-- WHAT IS REQUIRED --
Whenever a line of the data below holds the string "flooring", copy that line.

[GIVEN RECORDS Boundary: Start]

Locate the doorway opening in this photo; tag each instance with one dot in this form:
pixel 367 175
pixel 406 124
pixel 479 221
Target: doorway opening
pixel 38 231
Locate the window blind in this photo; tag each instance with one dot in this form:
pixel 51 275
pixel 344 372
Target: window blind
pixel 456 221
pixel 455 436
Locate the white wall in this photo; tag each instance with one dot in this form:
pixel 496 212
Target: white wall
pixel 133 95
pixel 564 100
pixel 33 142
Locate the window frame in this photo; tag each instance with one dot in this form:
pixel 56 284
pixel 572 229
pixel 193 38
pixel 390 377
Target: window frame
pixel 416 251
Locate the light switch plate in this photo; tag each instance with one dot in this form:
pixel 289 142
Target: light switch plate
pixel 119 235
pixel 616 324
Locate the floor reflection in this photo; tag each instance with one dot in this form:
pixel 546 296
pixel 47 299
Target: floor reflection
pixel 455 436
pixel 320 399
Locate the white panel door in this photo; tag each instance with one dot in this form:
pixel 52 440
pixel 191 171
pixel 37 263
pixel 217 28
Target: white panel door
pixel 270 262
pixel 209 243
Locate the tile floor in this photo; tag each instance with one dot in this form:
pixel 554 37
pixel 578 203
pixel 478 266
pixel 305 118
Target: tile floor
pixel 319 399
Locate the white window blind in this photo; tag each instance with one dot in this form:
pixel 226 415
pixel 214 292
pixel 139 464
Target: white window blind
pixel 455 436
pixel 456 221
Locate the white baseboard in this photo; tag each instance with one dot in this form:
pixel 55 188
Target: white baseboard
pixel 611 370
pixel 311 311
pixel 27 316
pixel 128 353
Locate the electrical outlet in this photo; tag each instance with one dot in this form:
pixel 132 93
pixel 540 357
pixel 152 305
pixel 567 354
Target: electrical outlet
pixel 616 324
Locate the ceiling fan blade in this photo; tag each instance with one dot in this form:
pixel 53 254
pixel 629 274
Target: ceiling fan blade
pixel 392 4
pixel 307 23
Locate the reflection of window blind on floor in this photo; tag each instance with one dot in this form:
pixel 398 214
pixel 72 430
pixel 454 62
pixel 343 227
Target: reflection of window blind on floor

[GIVEN RECORDS Boundary: End]
[GIVEN RECORDS Boundary: Start]

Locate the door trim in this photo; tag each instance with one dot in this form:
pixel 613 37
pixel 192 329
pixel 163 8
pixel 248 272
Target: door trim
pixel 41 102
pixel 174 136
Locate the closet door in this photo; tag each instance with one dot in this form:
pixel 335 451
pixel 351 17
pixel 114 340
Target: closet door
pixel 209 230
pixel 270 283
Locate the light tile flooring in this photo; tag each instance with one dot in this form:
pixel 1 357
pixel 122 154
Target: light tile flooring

[GIVEN RECORDS Boundary: End]

-- RESPONSE --
Locate the light tile flooring in this photo; tag each instance with one dot in this form:
Target: light tile flooring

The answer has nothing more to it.